------ Provided data

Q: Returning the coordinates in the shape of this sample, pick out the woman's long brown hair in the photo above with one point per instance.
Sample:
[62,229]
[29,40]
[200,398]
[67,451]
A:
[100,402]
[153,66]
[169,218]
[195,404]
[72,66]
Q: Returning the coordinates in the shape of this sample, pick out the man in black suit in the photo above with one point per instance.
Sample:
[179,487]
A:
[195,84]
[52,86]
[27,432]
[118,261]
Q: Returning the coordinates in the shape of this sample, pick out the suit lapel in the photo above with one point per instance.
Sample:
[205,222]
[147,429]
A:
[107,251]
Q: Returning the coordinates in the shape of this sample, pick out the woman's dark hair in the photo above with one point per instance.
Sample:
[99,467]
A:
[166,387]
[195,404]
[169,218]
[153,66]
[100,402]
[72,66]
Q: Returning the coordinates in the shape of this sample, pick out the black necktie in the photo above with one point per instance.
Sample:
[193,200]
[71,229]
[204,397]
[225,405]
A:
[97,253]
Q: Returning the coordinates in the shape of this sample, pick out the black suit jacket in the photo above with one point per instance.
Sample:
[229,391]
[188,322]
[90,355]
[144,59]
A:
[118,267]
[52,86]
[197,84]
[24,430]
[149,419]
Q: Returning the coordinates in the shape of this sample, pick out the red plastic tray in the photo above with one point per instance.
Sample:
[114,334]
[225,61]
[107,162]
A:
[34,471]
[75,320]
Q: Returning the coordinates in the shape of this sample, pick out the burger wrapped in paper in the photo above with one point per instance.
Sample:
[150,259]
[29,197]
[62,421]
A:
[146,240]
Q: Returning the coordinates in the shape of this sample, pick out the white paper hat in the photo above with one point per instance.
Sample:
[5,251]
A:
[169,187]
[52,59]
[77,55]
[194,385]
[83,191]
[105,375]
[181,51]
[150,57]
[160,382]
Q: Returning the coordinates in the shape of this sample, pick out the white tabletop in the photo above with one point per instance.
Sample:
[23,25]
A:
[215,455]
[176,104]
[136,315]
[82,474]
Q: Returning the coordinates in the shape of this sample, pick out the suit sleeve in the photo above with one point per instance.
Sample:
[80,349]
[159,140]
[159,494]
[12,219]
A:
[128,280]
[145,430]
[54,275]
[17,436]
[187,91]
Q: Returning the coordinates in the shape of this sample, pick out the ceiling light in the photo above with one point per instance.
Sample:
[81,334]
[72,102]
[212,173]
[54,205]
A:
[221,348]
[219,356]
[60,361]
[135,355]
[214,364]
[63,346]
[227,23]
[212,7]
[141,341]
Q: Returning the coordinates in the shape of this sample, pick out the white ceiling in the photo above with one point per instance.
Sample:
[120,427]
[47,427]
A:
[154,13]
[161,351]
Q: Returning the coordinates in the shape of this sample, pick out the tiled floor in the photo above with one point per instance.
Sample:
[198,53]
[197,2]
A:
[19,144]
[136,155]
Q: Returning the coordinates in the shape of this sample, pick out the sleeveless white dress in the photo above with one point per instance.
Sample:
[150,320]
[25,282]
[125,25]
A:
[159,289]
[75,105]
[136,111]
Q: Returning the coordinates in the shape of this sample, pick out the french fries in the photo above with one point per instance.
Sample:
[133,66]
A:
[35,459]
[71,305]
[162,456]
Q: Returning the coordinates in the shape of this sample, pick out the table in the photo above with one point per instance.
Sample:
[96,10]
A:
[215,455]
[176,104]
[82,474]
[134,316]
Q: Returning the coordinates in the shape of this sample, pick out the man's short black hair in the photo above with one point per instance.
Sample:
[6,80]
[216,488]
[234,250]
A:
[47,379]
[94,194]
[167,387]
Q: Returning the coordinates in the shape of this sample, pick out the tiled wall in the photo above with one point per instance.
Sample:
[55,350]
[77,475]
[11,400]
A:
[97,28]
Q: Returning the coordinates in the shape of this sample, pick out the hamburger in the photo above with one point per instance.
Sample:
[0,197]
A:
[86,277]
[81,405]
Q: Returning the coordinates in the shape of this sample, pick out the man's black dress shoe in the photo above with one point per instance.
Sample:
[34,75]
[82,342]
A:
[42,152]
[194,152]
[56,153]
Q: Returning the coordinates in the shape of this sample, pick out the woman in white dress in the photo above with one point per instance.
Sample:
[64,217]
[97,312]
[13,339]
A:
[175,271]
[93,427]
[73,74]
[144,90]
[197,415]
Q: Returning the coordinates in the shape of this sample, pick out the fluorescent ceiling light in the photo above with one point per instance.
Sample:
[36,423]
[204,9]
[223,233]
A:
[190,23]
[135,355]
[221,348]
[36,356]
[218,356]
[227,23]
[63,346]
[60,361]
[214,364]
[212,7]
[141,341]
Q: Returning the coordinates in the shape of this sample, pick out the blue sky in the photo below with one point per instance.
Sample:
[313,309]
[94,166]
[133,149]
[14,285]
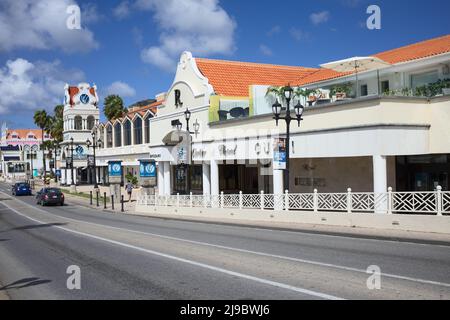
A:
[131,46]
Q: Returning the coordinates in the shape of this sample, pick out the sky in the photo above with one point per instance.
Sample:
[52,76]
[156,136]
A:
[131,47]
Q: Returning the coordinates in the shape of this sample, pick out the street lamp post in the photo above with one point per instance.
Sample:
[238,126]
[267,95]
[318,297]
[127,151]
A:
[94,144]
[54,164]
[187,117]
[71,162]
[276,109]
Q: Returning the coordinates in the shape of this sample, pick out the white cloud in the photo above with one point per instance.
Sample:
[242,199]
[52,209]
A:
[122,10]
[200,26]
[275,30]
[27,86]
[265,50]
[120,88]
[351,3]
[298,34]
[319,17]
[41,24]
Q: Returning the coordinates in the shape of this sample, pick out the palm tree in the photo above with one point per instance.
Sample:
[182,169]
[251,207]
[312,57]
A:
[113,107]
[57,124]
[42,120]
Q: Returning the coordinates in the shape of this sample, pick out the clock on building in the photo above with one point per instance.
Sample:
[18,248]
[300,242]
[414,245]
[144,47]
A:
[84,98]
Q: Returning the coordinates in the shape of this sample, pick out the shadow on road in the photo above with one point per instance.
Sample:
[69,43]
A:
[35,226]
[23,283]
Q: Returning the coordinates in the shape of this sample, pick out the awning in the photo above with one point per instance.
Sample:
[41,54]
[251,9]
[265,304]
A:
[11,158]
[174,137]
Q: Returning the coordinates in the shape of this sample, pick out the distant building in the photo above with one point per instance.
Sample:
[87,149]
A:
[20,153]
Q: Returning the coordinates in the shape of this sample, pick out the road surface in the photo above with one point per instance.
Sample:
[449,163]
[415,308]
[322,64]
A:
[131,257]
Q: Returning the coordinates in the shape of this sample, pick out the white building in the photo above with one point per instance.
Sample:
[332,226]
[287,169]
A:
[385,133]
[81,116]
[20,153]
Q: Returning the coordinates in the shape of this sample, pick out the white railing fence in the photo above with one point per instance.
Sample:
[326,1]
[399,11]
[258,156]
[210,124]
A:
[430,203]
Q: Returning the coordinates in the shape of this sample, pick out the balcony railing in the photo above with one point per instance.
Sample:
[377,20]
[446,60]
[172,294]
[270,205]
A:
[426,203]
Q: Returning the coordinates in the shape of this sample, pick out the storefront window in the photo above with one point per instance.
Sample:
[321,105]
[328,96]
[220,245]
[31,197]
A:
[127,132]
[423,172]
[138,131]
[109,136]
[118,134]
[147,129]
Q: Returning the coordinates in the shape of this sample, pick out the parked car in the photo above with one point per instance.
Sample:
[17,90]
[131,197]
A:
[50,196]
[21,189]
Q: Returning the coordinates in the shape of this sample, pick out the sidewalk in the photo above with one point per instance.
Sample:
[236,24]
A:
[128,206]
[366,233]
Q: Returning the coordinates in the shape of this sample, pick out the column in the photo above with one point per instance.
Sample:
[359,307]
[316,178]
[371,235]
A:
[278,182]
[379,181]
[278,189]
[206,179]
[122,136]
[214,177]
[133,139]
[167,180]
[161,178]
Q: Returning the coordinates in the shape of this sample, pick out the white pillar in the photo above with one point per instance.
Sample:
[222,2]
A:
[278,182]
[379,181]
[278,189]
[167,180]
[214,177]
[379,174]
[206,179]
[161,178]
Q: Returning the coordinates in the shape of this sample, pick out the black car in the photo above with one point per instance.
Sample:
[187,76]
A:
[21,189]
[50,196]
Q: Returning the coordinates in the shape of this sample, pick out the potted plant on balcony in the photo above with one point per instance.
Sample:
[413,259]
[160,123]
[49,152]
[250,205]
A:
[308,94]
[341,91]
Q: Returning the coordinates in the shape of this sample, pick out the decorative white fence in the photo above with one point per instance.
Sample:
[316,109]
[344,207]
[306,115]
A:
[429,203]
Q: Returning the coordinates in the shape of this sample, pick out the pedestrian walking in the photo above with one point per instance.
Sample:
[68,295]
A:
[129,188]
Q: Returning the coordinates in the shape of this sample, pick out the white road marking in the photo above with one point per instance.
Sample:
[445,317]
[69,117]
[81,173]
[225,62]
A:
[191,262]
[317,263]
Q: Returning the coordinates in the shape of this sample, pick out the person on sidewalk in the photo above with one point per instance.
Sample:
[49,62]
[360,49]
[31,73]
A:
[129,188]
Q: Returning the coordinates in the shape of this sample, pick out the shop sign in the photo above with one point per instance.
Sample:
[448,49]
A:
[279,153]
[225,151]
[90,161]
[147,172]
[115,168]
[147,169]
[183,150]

------------

■ **Written task**
Update the stretch from the line containing "out the pedestrian" through the end of the records by changing "road marking" to "lane marking" and leaving everything else unchanged. Return only those lines.

■ **Full solution**
Q: Returning the coordinates in the shape of this sample, pick out the pedestrian walking in the photo above with one point per instance.
Sample:
[68,295]
A:
[129,188]
Q: Returning the coordinates in the shape of this sample, pick out the white lane marking in the photo above with one point per instance.
Sample:
[445,317]
[69,117]
[81,173]
[225,62]
A:
[191,262]
[317,263]
Q: Returning the coordinates in the shape of this sample, pick out the person on sidewalk in the photo above with one point per instance.
Sample:
[49,62]
[360,49]
[31,73]
A:
[129,188]
Q: Returning the coordinates in the shape of this sample, pick out the shop sign in the photo above with one point per instance.
Sample:
[448,49]
A:
[279,153]
[225,151]
[90,161]
[147,172]
[115,168]
[147,169]
[183,150]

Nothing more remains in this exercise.